/---

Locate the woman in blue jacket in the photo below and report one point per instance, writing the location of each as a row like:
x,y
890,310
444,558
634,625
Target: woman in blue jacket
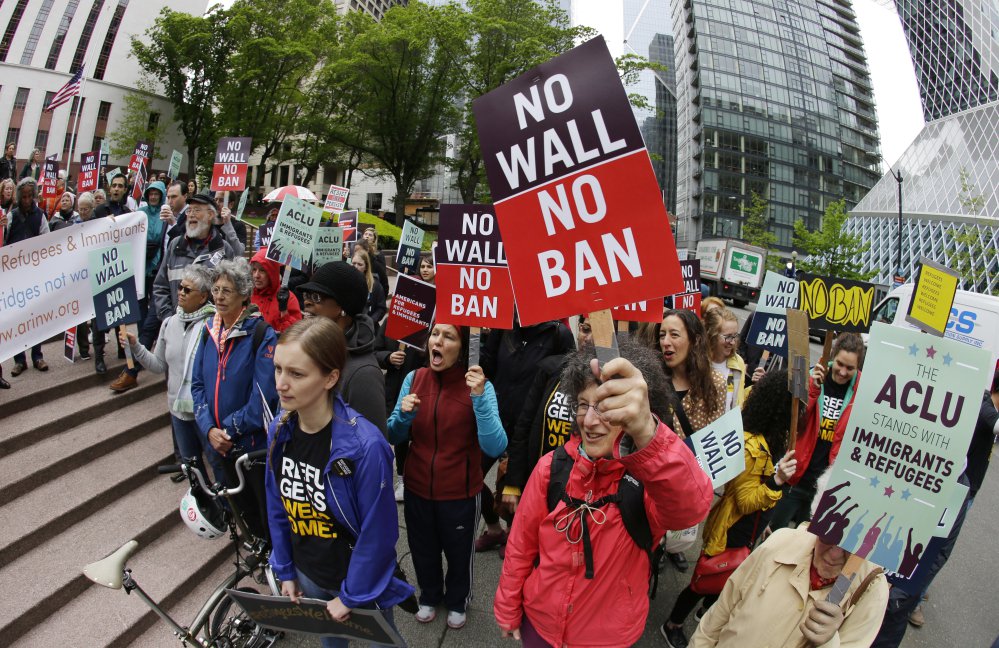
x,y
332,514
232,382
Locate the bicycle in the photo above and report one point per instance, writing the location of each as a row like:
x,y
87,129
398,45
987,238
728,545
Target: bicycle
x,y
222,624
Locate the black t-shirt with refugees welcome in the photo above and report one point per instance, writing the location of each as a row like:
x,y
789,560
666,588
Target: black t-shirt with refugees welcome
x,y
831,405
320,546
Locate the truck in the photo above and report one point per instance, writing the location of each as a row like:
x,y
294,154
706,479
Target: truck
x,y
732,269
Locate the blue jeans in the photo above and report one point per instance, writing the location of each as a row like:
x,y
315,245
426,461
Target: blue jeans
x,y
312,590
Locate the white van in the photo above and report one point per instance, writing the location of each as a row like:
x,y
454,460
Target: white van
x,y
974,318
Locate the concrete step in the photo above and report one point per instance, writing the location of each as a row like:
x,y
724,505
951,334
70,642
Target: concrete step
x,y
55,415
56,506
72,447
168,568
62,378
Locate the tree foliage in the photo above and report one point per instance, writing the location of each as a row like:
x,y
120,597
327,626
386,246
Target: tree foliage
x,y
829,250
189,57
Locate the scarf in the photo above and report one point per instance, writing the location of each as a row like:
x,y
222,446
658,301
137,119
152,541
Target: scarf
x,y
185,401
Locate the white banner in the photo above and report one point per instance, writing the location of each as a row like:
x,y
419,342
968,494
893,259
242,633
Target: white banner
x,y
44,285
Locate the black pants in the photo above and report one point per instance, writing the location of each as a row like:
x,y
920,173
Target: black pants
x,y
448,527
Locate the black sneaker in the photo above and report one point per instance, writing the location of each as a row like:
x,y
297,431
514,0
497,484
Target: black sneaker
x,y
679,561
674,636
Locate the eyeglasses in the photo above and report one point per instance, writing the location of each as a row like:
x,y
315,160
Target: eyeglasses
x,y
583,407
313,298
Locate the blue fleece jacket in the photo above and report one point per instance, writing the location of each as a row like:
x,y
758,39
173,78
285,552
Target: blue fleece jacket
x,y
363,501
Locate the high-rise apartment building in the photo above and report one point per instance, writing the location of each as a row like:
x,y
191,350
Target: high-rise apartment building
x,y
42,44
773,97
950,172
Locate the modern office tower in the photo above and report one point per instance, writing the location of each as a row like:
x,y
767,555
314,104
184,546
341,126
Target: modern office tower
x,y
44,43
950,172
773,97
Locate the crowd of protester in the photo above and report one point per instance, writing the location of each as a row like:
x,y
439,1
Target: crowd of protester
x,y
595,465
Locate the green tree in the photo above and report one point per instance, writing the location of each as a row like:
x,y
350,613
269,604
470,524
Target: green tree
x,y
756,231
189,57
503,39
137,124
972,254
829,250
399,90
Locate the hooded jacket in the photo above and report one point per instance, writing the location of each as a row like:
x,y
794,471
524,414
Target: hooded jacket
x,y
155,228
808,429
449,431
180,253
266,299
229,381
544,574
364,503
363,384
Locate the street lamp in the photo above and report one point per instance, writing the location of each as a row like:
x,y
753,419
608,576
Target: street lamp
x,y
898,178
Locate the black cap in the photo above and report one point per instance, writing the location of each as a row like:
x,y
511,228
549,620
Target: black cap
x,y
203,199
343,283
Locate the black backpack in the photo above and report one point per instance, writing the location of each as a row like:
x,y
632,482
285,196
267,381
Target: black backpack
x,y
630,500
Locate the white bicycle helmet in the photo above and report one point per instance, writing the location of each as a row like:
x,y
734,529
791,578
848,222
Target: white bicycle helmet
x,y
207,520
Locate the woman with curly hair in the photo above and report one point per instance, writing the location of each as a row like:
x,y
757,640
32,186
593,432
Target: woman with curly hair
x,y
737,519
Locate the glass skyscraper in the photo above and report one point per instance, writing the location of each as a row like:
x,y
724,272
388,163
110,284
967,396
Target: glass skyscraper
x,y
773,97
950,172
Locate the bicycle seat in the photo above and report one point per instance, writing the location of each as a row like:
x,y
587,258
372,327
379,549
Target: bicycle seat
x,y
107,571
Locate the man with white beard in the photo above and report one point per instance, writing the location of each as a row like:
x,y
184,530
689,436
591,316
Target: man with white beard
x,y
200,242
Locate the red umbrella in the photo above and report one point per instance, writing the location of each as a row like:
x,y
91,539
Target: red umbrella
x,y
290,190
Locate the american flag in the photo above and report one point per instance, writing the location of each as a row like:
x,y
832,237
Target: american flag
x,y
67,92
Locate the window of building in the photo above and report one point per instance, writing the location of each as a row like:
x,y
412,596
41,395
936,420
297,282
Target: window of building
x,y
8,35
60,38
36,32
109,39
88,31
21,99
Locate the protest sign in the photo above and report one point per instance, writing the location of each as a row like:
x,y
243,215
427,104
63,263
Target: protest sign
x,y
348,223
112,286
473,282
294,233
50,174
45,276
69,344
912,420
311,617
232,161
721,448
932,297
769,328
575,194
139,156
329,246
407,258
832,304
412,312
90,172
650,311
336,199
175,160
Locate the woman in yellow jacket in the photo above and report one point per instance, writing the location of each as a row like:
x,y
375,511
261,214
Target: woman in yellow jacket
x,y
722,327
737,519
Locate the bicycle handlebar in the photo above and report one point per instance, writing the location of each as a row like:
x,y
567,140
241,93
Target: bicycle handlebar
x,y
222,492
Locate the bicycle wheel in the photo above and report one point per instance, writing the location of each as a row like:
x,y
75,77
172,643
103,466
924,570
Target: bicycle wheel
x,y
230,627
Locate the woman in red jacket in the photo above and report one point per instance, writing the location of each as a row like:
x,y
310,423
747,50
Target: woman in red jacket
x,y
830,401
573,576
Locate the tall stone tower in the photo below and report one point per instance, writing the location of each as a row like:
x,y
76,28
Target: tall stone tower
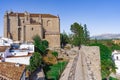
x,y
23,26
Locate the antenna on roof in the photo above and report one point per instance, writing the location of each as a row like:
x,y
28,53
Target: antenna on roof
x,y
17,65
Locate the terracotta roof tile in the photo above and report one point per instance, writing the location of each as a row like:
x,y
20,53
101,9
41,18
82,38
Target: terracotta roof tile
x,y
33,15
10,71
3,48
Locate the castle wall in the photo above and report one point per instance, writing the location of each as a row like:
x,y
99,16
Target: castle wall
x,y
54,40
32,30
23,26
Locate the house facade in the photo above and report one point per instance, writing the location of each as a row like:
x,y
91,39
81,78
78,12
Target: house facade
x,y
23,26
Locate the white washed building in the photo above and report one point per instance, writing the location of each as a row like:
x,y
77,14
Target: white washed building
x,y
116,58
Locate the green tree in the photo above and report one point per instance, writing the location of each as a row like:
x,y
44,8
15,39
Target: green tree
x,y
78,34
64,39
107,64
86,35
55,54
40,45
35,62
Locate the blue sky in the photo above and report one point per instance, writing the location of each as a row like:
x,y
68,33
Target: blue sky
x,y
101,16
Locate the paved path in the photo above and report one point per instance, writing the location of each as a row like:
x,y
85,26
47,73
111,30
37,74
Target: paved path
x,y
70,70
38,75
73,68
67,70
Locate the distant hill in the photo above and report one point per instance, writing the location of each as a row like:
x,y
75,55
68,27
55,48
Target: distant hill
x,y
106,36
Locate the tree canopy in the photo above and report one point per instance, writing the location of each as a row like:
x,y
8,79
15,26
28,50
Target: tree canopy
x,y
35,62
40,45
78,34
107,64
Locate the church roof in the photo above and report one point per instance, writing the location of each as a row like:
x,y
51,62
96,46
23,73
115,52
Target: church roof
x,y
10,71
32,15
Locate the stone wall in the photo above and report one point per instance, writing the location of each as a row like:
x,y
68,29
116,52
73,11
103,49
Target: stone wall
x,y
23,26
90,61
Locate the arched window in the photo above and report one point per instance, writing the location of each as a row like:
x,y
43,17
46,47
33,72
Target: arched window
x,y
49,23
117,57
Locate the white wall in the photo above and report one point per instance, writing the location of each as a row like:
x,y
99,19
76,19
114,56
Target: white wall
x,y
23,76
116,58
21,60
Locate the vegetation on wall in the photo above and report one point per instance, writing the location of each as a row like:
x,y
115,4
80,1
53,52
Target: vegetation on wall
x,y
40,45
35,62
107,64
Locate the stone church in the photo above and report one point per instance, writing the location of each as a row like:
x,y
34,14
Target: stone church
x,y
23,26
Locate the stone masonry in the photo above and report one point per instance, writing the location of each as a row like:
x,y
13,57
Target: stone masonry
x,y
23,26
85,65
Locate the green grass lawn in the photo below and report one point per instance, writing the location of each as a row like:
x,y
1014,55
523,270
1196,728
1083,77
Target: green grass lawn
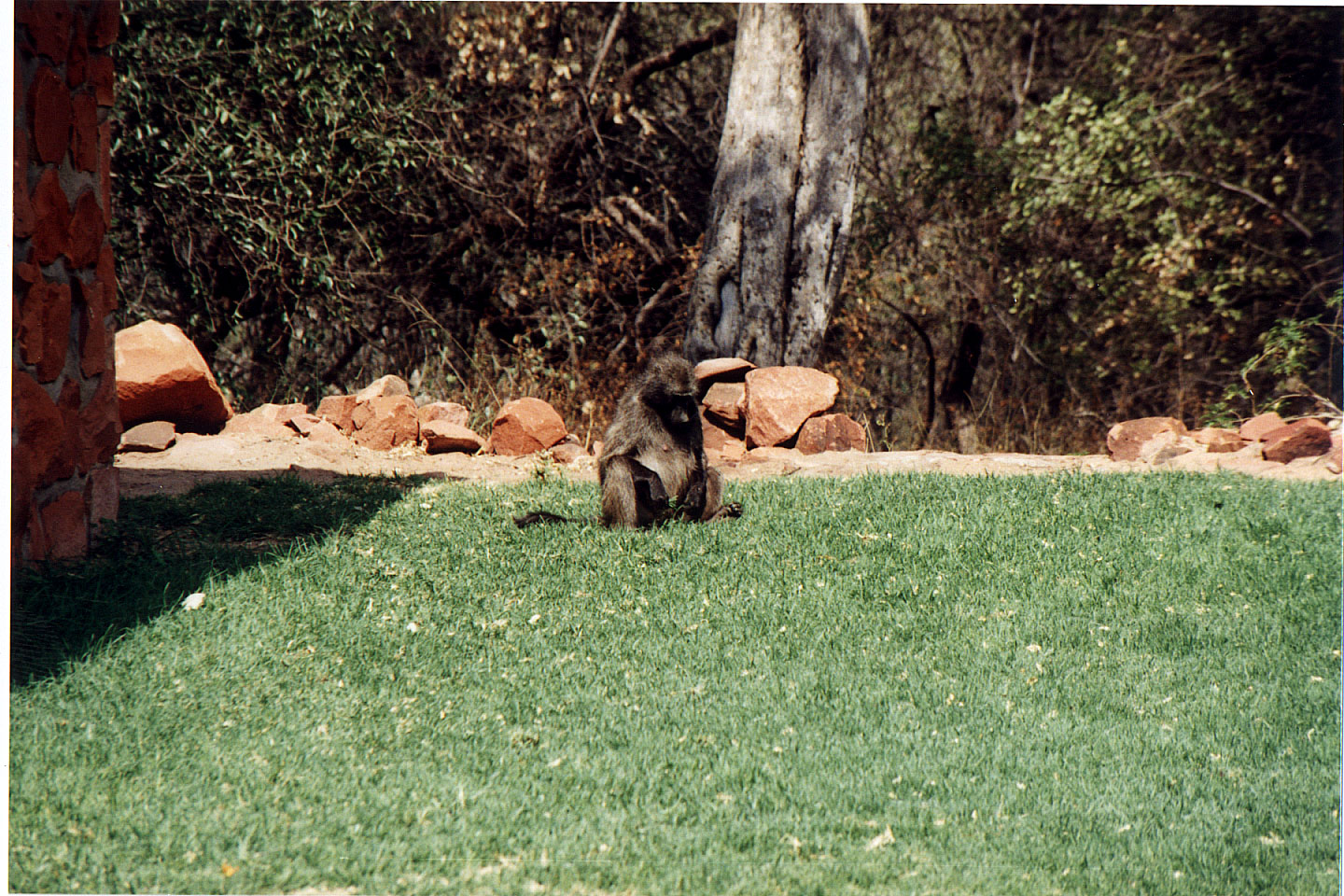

\---

If a line above holds the string "grass", return it as it stands.

◆ Result of this exercise ◆
Locate the green grass lawn in the photo below and report one point per instance, writing the location of each as a row like:
Target: green grass lawn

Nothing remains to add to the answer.